Rewrite the text of the items below, replacing "wildlife monitoring station" with "security camera" wherever it occurs and leaving everything else unchanged. Omit the pictures from your answer.

== MATERIAL PROVIDED ==
+++
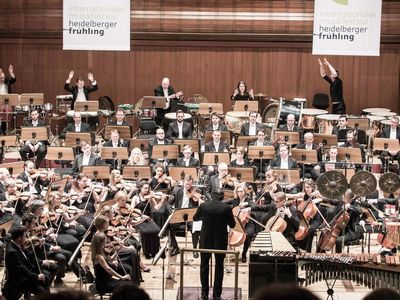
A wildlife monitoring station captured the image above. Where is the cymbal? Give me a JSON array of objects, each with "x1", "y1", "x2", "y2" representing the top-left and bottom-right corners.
[
  {"x1": 317, "y1": 171, "x2": 347, "y2": 199},
  {"x1": 350, "y1": 171, "x2": 377, "y2": 197},
  {"x1": 379, "y1": 172, "x2": 400, "y2": 193}
]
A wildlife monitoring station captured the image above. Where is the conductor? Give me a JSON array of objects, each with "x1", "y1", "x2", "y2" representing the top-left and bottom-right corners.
[{"x1": 193, "y1": 188, "x2": 236, "y2": 300}]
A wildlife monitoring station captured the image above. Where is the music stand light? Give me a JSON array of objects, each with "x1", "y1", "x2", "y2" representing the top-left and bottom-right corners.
+++
== IN RESPONSE ==
A security camera captured the image above. Where is the cymbal? Give me a JSON array of objects, each with "x1", "y1", "x2", "y2" representing the top-left and bottom-right corners.
[
  {"x1": 317, "y1": 171, "x2": 347, "y2": 199},
  {"x1": 350, "y1": 171, "x2": 377, "y2": 197},
  {"x1": 379, "y1": 172, "x2": 400, "y2": 193}
]
A security camera captured the image above. Where is the conductor? Give me a JSON array of objects, each with "x1", "y1", "x2", "y2" representing the top-left and bottom-right corners.
[{"x1": 193, "y1": 188, "x2": 236, "y2": 300}]
A security camera captured the image above. Where is the music stand light? Give me a JSON array of objects, each with "x1", "y1", "x2", "y2" representing the top-left and bottom-right corners.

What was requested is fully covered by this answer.